■ TASK GOAL ■
Convert the entries below, starting at the line containing "the chimney, one point per instance." and ending at the line containing "[[210, 119], [281, 126]]", into a two-column CSV with the headers instruction and keypoints. Give each entry one row with its text and its answer, each in a single quoted field, with any line breaks replaced by spaces.

┌─ RECORD LIST

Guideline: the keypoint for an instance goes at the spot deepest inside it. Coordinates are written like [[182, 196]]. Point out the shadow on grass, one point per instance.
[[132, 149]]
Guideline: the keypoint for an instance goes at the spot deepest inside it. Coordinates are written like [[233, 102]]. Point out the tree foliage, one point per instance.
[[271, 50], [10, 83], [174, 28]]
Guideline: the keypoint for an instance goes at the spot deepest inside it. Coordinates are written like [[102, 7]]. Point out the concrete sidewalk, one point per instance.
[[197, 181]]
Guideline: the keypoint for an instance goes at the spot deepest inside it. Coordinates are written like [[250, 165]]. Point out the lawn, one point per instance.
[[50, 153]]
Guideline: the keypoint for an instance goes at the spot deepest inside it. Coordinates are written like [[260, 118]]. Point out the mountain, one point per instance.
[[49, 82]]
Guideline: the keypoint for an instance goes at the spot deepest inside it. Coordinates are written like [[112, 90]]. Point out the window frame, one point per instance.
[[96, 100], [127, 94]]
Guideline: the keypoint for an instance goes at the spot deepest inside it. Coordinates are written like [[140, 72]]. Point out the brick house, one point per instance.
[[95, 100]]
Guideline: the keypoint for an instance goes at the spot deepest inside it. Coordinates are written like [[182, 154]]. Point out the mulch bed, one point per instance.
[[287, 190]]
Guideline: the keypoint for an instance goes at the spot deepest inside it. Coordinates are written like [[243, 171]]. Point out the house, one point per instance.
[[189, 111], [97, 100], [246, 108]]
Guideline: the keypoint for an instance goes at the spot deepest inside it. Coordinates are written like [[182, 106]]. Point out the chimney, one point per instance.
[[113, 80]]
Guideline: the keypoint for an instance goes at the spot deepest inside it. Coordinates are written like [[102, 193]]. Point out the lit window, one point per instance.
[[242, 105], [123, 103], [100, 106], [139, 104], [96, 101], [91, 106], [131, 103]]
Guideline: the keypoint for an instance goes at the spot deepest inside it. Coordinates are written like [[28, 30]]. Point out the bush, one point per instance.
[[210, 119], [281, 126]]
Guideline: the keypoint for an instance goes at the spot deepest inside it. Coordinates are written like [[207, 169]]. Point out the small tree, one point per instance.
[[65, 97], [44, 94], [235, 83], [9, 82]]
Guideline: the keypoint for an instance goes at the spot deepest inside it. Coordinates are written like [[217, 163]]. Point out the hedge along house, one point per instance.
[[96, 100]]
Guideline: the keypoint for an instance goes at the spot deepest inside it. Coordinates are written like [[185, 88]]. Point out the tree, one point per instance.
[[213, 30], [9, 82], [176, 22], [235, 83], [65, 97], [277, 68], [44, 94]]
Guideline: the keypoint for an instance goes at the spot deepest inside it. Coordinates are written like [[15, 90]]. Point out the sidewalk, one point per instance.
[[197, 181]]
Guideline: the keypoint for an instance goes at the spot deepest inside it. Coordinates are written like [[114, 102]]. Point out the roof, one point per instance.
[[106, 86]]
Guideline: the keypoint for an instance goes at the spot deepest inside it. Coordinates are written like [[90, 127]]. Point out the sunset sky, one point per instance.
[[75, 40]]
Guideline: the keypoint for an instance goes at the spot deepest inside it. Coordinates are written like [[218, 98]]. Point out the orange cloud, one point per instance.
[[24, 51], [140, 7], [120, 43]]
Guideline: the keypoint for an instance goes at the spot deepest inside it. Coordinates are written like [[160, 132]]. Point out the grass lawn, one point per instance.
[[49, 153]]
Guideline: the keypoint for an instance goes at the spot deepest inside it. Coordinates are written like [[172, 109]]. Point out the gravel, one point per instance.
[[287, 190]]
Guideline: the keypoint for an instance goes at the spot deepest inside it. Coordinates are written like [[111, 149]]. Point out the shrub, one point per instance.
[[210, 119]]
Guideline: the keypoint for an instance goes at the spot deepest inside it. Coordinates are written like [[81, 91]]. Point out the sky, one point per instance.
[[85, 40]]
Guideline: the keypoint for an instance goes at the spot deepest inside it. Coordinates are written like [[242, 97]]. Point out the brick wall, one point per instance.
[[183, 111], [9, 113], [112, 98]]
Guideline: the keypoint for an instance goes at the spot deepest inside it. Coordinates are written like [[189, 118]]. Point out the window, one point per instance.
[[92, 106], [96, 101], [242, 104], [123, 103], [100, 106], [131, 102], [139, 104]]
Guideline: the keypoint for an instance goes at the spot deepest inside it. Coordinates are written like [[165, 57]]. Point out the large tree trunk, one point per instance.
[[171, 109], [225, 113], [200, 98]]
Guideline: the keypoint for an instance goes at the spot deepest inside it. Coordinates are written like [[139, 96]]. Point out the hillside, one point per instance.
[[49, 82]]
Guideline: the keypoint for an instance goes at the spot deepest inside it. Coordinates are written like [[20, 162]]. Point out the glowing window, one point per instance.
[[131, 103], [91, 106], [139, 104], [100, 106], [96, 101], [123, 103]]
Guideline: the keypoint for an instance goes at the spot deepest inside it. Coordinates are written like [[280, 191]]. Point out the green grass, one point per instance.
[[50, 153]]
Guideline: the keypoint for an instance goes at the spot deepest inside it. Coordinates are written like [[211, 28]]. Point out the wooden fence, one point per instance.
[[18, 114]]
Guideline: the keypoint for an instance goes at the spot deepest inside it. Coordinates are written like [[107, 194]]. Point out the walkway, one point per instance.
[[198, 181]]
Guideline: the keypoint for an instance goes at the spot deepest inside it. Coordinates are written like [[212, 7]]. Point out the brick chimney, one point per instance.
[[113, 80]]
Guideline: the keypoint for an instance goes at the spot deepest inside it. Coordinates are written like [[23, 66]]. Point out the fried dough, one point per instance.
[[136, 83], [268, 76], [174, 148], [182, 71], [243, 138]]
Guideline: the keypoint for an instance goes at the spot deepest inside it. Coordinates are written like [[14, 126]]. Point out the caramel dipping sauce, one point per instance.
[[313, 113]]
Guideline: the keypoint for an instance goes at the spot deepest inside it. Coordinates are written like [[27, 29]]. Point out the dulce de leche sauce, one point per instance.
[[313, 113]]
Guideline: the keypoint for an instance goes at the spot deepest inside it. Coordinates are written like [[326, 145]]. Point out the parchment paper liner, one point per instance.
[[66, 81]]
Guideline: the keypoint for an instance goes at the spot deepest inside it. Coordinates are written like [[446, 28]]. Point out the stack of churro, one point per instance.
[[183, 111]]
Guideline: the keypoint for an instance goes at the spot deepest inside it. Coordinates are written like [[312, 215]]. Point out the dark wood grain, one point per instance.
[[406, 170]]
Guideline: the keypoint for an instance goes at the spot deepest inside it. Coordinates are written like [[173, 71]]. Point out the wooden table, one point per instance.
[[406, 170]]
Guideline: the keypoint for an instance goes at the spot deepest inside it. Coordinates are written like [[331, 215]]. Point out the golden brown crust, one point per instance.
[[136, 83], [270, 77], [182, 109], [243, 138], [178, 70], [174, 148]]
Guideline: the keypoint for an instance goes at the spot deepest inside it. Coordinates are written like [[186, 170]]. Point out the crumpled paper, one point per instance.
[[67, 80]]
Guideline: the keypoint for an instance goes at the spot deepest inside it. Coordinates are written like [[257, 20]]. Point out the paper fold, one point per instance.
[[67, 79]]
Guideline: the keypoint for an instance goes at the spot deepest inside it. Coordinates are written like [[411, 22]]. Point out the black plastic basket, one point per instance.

└─

■ EXERCISE RESULT ■
instruction,keypoints
"Guideline: the keypoint for an instance goes at the spot deepest inside it. Coordinates are written like [[182, 106]]. Point out the chimney, one point per instance.","[[113, 80]]"
"Guideline: the keypoint for an instance goes at the spot deepest inside it. Coordinates are written like [[102, 193]]. Point out the lit window, one point per instance.","[[242, 105], [123, 103], [100, 106], [139, 104], [96, 101], [91, 106], [131, 103]]"
"Guideline: the keypoint for an instance goes at the spot deepest inside it. Coordinates are written like [[28, 30]]. Point out the bush, one point per instance.","[[210, 119], [281, 126]]"